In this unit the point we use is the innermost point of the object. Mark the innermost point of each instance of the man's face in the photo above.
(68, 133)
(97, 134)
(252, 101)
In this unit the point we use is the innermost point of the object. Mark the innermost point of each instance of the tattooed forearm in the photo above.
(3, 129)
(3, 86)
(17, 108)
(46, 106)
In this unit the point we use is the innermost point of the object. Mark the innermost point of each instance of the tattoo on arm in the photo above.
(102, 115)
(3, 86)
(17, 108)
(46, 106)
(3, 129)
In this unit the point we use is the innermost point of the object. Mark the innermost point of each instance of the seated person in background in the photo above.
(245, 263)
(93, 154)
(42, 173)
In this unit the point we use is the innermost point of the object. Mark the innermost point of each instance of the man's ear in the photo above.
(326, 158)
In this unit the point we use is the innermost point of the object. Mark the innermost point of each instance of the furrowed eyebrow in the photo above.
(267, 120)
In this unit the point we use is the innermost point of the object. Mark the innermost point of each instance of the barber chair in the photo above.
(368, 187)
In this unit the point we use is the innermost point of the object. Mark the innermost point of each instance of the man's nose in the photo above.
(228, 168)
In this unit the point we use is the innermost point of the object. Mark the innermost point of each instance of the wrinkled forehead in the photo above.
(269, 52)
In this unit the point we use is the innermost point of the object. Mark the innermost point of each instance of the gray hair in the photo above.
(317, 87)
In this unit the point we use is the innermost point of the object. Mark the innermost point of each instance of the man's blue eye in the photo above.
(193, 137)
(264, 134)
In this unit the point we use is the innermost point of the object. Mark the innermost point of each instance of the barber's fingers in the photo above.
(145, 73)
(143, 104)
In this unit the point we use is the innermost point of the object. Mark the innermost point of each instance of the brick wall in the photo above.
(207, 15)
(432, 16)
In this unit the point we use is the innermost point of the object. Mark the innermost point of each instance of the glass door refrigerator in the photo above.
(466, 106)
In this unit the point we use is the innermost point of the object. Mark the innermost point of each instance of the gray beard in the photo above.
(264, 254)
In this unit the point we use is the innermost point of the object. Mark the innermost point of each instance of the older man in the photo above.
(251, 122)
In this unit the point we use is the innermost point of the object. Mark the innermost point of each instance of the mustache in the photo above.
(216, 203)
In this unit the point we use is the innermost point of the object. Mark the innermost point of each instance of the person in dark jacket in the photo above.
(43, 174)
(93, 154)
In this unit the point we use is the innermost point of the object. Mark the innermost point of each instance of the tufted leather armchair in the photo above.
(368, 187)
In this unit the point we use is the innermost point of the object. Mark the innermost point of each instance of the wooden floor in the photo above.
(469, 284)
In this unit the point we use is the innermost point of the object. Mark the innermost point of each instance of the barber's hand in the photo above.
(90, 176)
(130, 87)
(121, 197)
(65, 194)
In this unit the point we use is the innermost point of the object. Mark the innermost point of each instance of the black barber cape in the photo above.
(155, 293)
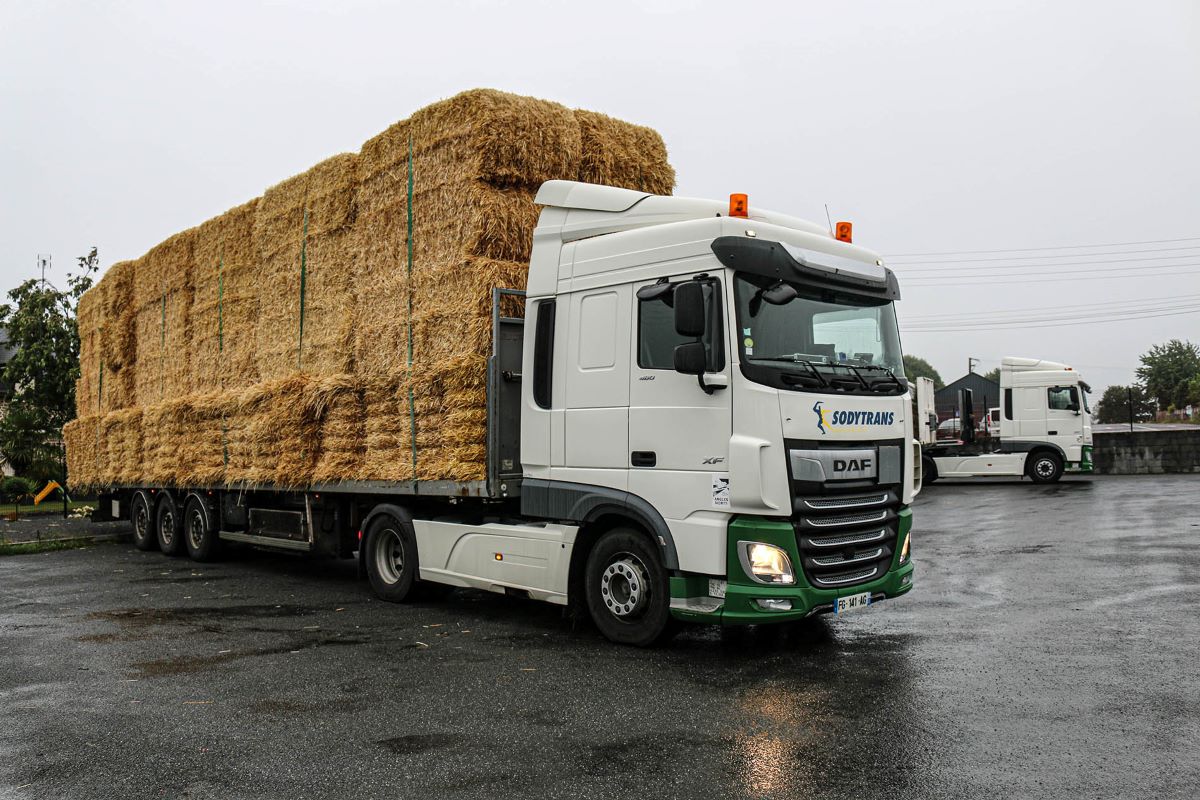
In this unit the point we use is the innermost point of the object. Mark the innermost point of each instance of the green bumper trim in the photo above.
(741, 606)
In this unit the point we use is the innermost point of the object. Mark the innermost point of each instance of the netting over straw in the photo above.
(288, 342)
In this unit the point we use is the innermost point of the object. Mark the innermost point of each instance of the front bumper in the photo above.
(696, 597)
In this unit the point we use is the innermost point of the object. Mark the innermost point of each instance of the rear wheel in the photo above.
(169, 527)
(143, 527)
(390, 559)
(1044, 467)
(199, 533)
(627, 589)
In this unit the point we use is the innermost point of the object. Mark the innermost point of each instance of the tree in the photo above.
(1114, 405)
(40, 320)
(1168, 370)
(917, 367)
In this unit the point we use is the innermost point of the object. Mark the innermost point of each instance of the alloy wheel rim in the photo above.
(624, 587)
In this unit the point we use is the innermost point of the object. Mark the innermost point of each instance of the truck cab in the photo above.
(1044, 428)
(729, 391)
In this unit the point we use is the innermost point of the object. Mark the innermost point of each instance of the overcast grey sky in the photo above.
(934, 126)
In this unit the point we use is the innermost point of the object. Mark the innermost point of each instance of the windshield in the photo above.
(833, 331)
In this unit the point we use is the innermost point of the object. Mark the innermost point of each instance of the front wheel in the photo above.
- - - - - - -
Retype all of the entries exactly as written, leaving out any images.

**EXERCISE RESPONSE**
In this unit the point we use is the innermost point of the object. Mark the innermost point of each instance of the man's face in the photo above.
(68, 133)
(97, 134)
(252, 101)
In this unit the point we use is the innermost point of the object. Mark the innermost point of each instance of the tattooed forearm in the photo above.
(3, 129)
(3, 86)
(17, 108)
(46, 106)
In this unit the point we use is the innermost point of the object. Mark the innermost point of each instance of the tattoo on arm in the photo above.
(102, 115)
(3, 86)
(17, 108)
(46, 106)
(3, 129)
In this unit the point we use is the innermost point of the object. Mark the innermost point of each instance of the seated person in background in the photo above.
(245, 263)
(93, 154)
(42, 173)
In this unit the point we use is the innermost point of the object. Mark the innermost point of each instance of the man's ear in the photo above.
(326, 158)
In this unit the point we use is the innermost point of the object. Mark the innermost point of each instance of the furrowed eyebrow in the photo above.
(267, 120)
In this unit the point we use is the innermost point of the object. Mark the innermost point of each instance of the barber chair in the photo above.
(368, 187)
In this unit the point we use is the innermost point of the object. Mark the innermost point of each instance of the man's nose in the photo above.
(228, 168)
In this unit the point we use is the innermost point of the object. Mark the innermost point of each instance of the wrinkled forehead in the photo above.
(269, 52)
In this unit the point we use is the innermost point of the object. Mark the innermost point of each instance of the gray hair in the photo above.
(317, 87)
In this unit the point we use is the innermost point of the object. Mark the innermost point of each instance of the man's blue eye in the photo above.
(193, 137)
(264, 134)
In this unit the point we use is the innermost point of the object. Mark the innermost point of each instance of the barber's fingers in the photo above.
(145, 73)
(143, 104)
In this unit the point we use is the innermost point of the object. Mark the innermost point of each instance of the brick wall in the photo above.
(207, 15)
(432, 16)
In this unit the point we use is the innermost point of the object. Mark the innermost point of each instance of the glass door refrigerator in the photo above.
(466, 106)
In this unit the point we use is the innermost point of the object. Mark the innermost point of each instance of the gray beard in the photo above.
(264, 254)
In this unit the point we use is the innermost point of the object. Mark the innermost point of each instance of the older man in the photo above.
(251, 122)
In this unit the point we use is the innermost point of the object. Mark the innermost point of each instance of the mustache in the photo above.
(216, 203)
In this unit the point we use is the innermost point of the object. Mark the innermost point of each instance of the person in dark jacket in the photo above.
(43, 174)
(93, 154)
In this unit the point we use is the innermost point of the object. Mark the innermost point of each instance of the tufted leather armchair in the photo above.
(368, 187)
In this unit the point we use is the innermost point of the object. Mark the innermost point of each instance of the wooden floor in the photo above.
(469, 284)
In this unit the point we use is the innermost point of the object. Mark the innermost point of each instance of the barber's hand in the photo above.
(90, 176)
(130, 87)
(121, 197)
(65, 194)
In this unit the point we use is the innermost point of the object. Mark the innermost point of each instance of the black barber cape in the photo above.
(155, 293)
In this unit the point we use is the innermost point of the object. Mark the innermost point of each instance of the green bumper trim in the photo above.
(741, 606)
In this unit the point we use is the innermost point of the object. Mark the innermost point of each instance of the netting over straw in the photo above.
(288, 342)
In this unit the point we use is the innermost point of the object. Mark the innermost point of each instance of the front bumper in the photo above.
(696, 597)
In this unit the point we use is the innermost point of the object. Mark the innermost point of each instance of the rear wheel in the photo above.
(169, 527)
(143, 527)
(390, 559)
(1044, 467)
(199, 533)
(627, 589)
In this unit the point we use is the innermost point of the object. Mark the innermost point of each instance of the tree in the photo above.
(1114, 405)
(40, 320)
(1168, 370)
(917, 367)
In this unit the point we use is the innermost point of the object. Mark the innermost point of each instance of the alloy wheel rim in the photo above.
(624, 587)
In this unit the point we use is the innermost point of the object. Mark the innermost point of each instance of the truck cab in the photo above.
(1044, 428)
(729, 391)
In this unit the point we use is the innermost point of the object. Mark the innermost point of each instance of the overcast grey sky in the photo above.
(934, 126)
In this unit the point we use is the innermost point of the object. Mark the innermost point of each instance of the windshield in the photo above.
(833, 331)
In this unit the point we use is the innermost point of the object. Mark the innermost point of each instance of the front wheel in the photo above.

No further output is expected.